> Aim of the exercise
Reproduce all entries precisely as they are written.

_ _ _ _ _ _ _

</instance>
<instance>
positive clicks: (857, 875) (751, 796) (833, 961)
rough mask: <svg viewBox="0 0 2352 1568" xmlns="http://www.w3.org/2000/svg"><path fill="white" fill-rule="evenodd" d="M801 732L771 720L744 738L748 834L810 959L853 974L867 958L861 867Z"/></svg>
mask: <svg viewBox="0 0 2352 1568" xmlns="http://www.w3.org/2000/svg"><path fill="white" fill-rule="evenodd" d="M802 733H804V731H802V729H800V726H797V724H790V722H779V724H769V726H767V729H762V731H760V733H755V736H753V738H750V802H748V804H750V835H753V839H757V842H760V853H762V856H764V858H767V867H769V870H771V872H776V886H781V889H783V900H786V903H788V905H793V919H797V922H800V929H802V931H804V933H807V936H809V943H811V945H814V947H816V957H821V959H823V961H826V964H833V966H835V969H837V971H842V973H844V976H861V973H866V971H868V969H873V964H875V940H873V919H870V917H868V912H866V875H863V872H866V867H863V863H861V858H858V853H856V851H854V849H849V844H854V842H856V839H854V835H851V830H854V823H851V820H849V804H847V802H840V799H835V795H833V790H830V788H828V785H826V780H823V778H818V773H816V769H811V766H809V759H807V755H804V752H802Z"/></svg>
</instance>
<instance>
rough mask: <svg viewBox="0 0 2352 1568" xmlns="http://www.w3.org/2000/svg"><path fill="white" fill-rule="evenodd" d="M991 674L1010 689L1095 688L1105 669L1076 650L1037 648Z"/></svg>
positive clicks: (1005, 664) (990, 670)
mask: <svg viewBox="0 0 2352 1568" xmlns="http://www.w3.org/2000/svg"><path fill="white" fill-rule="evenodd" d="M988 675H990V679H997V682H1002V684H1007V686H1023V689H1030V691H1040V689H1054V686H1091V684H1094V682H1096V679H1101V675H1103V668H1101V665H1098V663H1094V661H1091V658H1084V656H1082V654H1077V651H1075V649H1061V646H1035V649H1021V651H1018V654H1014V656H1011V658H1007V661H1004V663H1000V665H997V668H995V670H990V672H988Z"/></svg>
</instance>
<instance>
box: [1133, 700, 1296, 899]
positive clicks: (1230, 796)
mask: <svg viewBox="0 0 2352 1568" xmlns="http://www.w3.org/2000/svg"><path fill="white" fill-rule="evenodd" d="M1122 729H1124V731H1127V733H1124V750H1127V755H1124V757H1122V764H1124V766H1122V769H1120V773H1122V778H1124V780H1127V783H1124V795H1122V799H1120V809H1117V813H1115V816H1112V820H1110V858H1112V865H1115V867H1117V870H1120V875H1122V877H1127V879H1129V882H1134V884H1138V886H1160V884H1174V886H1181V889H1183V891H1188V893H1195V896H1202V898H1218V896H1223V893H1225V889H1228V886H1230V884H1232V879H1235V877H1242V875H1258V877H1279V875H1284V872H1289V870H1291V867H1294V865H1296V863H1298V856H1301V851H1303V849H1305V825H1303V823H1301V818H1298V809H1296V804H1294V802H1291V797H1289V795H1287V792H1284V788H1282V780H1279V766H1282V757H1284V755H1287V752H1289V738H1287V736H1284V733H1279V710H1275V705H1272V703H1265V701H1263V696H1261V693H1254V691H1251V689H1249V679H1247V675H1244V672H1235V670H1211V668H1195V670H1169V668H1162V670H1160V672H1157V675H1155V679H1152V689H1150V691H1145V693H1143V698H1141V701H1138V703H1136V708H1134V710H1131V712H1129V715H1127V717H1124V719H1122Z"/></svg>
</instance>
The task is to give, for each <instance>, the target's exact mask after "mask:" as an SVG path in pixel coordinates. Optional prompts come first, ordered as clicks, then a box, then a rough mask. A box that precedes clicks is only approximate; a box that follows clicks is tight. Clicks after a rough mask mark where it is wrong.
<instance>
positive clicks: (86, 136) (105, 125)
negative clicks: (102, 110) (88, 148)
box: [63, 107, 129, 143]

_ _ _ _ _ _ _

> Answer section
</instance>
<instance>
positive clicks: (857, 875) (751, 796) (833, 961)
rough mask: <svg viewBox="0 0 2352 1568" xmlns="http://www.w3.org/2000/svg"><path fill="white" fill-rule="evenodd" d="M801 732L771 720L744 738L748 834L810 959L853 974L867 958L861 867Z"/></svg>
mask: <svg viewBox="0 0 2352 1568" xmlns="http://www.w3.org/2000/svg"><path fill="white" fill-rule="evenodd" d="M802 733H804V731H802V729H800V726H797V724H790V722H779V724H769V726H767V729H762V731H760V733H755V736H753V738H750V802H748V804H750V835H753V839H757V842H760V853H762V856H764V858H767V867H769V870H771V872H776V886H781V889H783V900H786V903H788V905H793V919H797V922H800V929H802V931H804V933H807V936H809V943H811V945H814V947H816V957H821V959H823V961H826V964H833V966H835V969H837V971H842V973H844V976H861V973H866V971H868V969H873V964H875V940H873V919H870V917H868V912H866V875H863V872H866V867H863V863H861V858H858V853H856V851H854V849H849V844H854V842H856V839H854V835H851V830H854V823H851V820H849V804H847V802H840V799H835V795H833V790H830V788H828V785H826V780H823V778H818V773H816V769H811V766H809V759H807V755H804V752H802Z"/></svg>
</instance>
<instance>
rough mask: <svg viewBox="0 0 2352 1568" xmlns="http://www.w3.org/2000/svg"><path fill="white" fill-rule="evenodd" d="M991 674L1010 689L1095 688L1105 669L1076 650L1037 648Z"/></svg>
positive clicks: (1005, 664) (990, 670)
mask: <svg viewBox="0 0 2352 1568" xmlns="http://www.w3.org/2000/svg"><path fill="white" fill-rule="evenodd" d="M988 675H990V679H997V682H1002V684H1007V686H1023V689H1030V691H1040V689H1054V686H1091V684H1094V682H1096V679H1101V675H1103V668H1101V665H1098V663H1094V661H1091V658H1084V656H1082V654H1077V651H1075V649H1061V646H1035V649H1021V651H1018V654H1014V656H1011V658H1007V661H1004V663H1000V665H997V668H995V670H990V672H988Z"/></svg>
</instance>
<instance>
box: [1133, 700, 1296, 899]
positive clicks: (1230, 796)
mask: <svg viewBox="0 0 2352 1568" xmlns="http://www.w3.org/2000/svg"><path fill="white" fill-rule="evenodd" d="M1122 729H1124V731H1127V733H1124V750H1127V755H1124V757H1122V764H1124V766H1122V769H1120V773H1122V778H1124V780H1127V783H1124V795H1122V799H1120V809H1117V813H1115V816H1112V820H1110V858H1112V865H1115V867H1117V870H1120V875H1122V877H1127V879H1129V882H1134V884H1138V886H1160V884H1174V886H1181V889H1183V891H1188V893H1195V896H1202V898H1218V896H1223V893H1225V889H1228V886H1230V884H1232V879H1235V877H1242V875H1258V877H1279V875H1284V872H1289V870H1291V867H1294V865H1296V863H1298V856H1301V851H1303V849H1305V825H1303V823H1301V818H1298V809H1296V804H1294V802H1291V797H1289V795H1287V792H1284V788H1282V780H1279V766H1282V757H1284V755H1287V752H1289V738H1287V736H1284V733H1279V710H1275V705H1272V703H1265V701H1263V696H1261V693H1254V691H1251V689H1249V679H1247V675H1244V672H1235V670H1211V668H1195V670H1169V668H1162V670H1160V672H1157V675H1155V679H1152V689H1150V691H1145V693H1143V698H1141V701H1138V703H1136V708H1134V710H1131V712H1129V715H1127V717H1124V719H1122Z"/></svg>
</instance>
The task is to give, for each <instance>, the target's exact mask after "mask:" as an SVG path in pixel coordinates. Optional prompts come first, ordered as clicks, then a box, then a rough mask. A box that precedes clicks is only approximate; a box that follows clicks is tight. Clicks after a rough mask mark where it is wrong.
<instance>
positive clicks: (86, 136) (105, 125)
negative clicks: (102, 110) (88, 148)
box: [63, 107, 129, 143]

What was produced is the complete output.